Whatever appears in the records, retype it exactly, except for the pictures.
----------
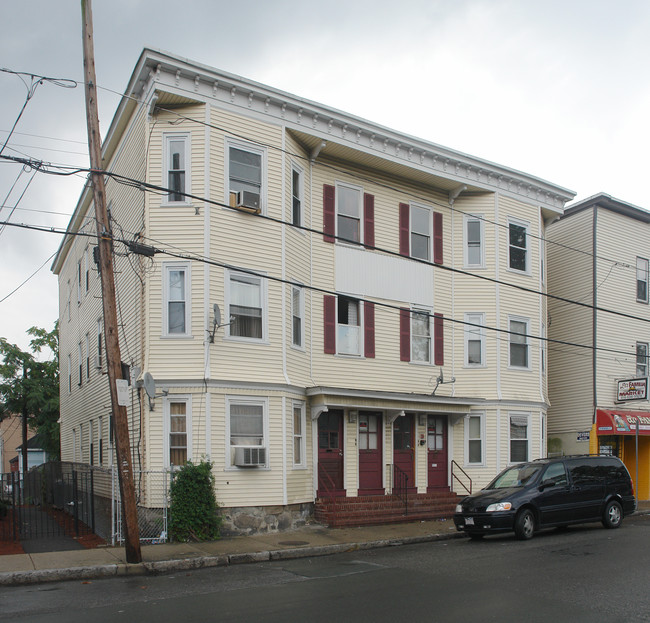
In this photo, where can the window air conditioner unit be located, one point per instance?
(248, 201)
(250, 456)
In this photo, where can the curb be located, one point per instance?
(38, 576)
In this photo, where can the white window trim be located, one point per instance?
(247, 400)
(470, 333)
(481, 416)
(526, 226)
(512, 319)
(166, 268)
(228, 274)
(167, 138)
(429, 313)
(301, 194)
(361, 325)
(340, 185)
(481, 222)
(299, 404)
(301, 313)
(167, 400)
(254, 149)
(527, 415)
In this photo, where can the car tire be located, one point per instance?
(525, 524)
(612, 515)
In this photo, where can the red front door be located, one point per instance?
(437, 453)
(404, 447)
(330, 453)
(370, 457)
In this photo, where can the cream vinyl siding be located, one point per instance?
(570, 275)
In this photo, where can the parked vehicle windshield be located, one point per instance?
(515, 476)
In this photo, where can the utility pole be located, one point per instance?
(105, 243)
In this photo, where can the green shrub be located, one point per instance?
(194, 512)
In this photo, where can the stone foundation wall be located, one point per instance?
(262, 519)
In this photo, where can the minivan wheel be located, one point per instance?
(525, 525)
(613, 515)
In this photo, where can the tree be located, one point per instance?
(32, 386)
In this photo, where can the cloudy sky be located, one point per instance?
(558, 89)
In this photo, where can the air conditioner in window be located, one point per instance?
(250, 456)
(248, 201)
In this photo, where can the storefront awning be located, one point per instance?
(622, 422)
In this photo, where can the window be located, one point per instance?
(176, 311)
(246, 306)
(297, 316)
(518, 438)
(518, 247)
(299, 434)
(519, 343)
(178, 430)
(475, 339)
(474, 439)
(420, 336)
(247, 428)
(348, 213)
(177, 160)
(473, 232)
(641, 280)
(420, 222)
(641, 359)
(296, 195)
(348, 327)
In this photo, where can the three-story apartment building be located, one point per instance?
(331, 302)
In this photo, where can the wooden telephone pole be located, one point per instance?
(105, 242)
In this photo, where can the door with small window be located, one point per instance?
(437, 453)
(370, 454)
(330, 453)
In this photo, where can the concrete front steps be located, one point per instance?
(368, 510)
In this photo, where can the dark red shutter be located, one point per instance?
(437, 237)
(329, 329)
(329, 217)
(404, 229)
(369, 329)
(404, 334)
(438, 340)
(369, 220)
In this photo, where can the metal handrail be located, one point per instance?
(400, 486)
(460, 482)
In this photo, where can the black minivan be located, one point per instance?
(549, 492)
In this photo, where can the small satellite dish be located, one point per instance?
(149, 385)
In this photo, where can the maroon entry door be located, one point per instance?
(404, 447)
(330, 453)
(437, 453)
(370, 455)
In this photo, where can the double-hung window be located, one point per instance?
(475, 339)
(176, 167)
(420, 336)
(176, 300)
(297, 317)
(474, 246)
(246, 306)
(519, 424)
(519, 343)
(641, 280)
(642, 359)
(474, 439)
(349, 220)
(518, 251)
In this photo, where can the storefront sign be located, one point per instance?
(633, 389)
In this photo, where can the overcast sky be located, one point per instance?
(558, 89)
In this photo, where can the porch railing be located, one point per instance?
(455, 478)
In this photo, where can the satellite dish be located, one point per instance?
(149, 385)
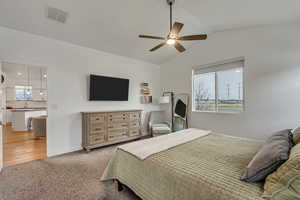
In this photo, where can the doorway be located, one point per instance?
----------
= Problem solution =
In this photo, where can the window air conditioner unit be located, one point per instance?
(248, 201)
(250, 456)
In this photo, where can the curb be located, one point per instance?
(38, 576)
In this photo, where can the white window trim be located, one point per instance?
(247, 400)
(470, 333)
(481, 416)
(526, 226)
(512, 319)
(166, 268)
(228, 274)
(167, 138)
(429, 313)
(301, 194)
(361, 325)
(340, 185)
(481, 222)
(299, 404)
(301, 313)
(167, 400)
(254, 149)
(527, 415)
In this photo, where can the car tire be located, one point per instance?
(525, 524)
(612, 515)
In this photo, where can the red front door be located, one point per instance?
(437, 453)
(404, 447)
(330, 453)
(370, 457)
In this photo, where can the cream vinyl siding be located, one point per instance?
(570, 275)
In this photo, where can the parked vehicle windshield be located, one point per instance?
(515, 476)
In this photo, where can the utility pole be located, one point per instance?
(105, 243)
In this photo, where can the green shrub be located, one point per instance?
(194, 512)
In this photo, where can the stone foundation wall be located, one point per instance?
(262, 519)
In this photo, where can the minivan wheel be located, one point per instance?
(525, 525)
(613, 515)
In this photo, where can the tree be located, one point per instance?
(32, 386)
In this photo, where can the cloudy sky be located, one point per instance?
(558, 89)
In this photo, where can the air conditioner in window be located, one point per instance?
(250, 456)
(248, 201)
In this photo, where can the storefront awning be located, one point per instance?
(622, 422)
In this photo, where can the window be located, one point per instance?
(176, 311)
(246, 306)
(297, 316)
(518, 438)
(518, 247)
(299, 434)
(519, 343)
(178, 430)
(475, 339)
(474, 439)
(420, 336)
(247, 428)
(348, 213)
(177, 160)
(473, 232)
(641, 280)
(420, 222)
(641, 359)
(296, 195)
(348, 327)
In this photo, where can the three-story apartment building be located, one point per instance?
(331, 302)
In this photo, where can the wooden telephone pole be located, one point per instance?
(105, 242)
In this photo, where can the door with small window be located, one point per instance?
(437, 453)
(370, 454)
(330, 453)
In this photo, where can the concrete front steps be located, one point per instance?
(368, 510)
In this photo, where can the dark red shutter be located, one point per instance?
(437, 237)
(329, 329)
(329, 217)
(404, 229)
(369, 329)
(404, 334)
(438, 340)
(369, 220)
In this photo, where can the metal handrail be located, one point per instance?
(400, 486)
(460, 482)
In this photo, where can the black minivan be located, one point per instance?
(549, 492)
In this photo, where can the small satellite dish be located, one point per instance?
(149, 385)
In this photo, where can the maroon entry door be located, one point per instance?
(404, 447)
(330, 453)
(437, 453)
(370, 455)
In this photo, where can the double-hung window be located, one point per instance?
(475, 339)
(176, 167)
(420, 336)
(176, 300)
(297, 317)
(474, 246)
(246, 306)
(519, 424)
(519, 343)
(641, 280)
(642, 359)
(474, 439)
(349, 220)
(518, 251)
In this photo, where can the storefront sign be located, one point per instance?
(633, 389)
In this photo, where can the overcast sky be located, one point per instance?
(558, 89)
In this photo, where can the porch railing be located, one point per instance?
(455, 478)
In this photo, where can the satellite dish be located, one point per instance?
(149, 385)
In this photo, where can the doorway be located, one point per instance?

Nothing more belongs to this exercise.